Selected excerpt -
--------
2022-12-15 13:12:15 -08:00
Linus Torvalds
8fa590bf34 ARM64:
* Enable the per-vcpu dirty-ring tracking mechanism, together with an
   option to keep the good old dirty log around for pages that are
   dirtied by something other than a vcpu.
 
 * Switch to the relaxed parallel fault handling, using RCU to delay
   page table reclaim and giving better performance under load.
 
 * Relax the MTE ABI, allowing a VMM to use the MAP_SHARED mapping option,
   which multi-process VMMs such as crosvm rely on (see merge commit 382b5b87a9:
   "Fix a number of issues with MTE, such as races on the tags being
   initialised vs the PG_mte_tagged flag as well as the lack of support
   for VM_SHARED when KVM is involved.  Patches from Catalin Marinas and
   Peter Collingbourne").
--------
Dataset content -
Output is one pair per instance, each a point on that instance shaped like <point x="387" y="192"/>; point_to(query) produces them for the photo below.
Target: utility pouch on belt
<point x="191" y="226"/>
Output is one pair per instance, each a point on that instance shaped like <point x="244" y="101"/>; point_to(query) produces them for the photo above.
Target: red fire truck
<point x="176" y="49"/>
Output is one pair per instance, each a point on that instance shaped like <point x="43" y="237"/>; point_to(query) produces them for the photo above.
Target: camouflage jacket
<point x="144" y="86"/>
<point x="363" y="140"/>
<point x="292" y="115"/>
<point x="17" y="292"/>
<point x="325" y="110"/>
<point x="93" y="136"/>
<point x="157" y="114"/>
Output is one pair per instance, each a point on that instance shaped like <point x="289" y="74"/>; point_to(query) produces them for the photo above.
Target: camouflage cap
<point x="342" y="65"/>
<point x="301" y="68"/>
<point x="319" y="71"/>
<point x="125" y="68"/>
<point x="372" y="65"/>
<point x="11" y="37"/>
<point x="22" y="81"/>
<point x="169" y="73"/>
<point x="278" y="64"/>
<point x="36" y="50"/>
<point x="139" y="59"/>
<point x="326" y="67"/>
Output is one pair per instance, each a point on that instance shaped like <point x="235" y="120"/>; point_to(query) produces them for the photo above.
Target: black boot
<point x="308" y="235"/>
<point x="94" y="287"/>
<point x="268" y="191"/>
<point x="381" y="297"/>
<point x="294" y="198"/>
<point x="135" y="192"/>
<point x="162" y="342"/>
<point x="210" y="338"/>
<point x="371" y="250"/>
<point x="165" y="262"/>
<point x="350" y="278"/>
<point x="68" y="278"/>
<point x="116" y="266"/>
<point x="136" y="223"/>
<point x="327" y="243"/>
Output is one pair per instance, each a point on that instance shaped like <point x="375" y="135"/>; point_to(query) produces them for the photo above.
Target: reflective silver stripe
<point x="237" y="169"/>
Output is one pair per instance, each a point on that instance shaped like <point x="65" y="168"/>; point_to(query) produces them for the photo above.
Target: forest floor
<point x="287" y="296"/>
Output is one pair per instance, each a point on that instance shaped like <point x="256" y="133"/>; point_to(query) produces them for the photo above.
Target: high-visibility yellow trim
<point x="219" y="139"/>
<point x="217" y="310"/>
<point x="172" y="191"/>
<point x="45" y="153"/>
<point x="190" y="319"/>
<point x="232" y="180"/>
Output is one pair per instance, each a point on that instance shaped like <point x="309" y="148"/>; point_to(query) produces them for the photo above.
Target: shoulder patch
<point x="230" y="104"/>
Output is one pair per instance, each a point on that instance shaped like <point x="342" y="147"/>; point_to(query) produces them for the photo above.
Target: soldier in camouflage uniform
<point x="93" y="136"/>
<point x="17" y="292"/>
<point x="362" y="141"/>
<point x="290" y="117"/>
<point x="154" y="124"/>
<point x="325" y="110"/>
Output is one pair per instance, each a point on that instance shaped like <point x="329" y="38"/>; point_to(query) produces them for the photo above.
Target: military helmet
--------
Short task -
Using the ARM64 changelog excerpt, explain in one to three sentences why the MTE ABI was relaxed to permit the MAP_SHARED mapping option.

Written reply -
The MTE ABI was relaxed so that a VMM can use the MAP_SHARED mapping option. Multi-process VMMs such as crosvm rely on that option.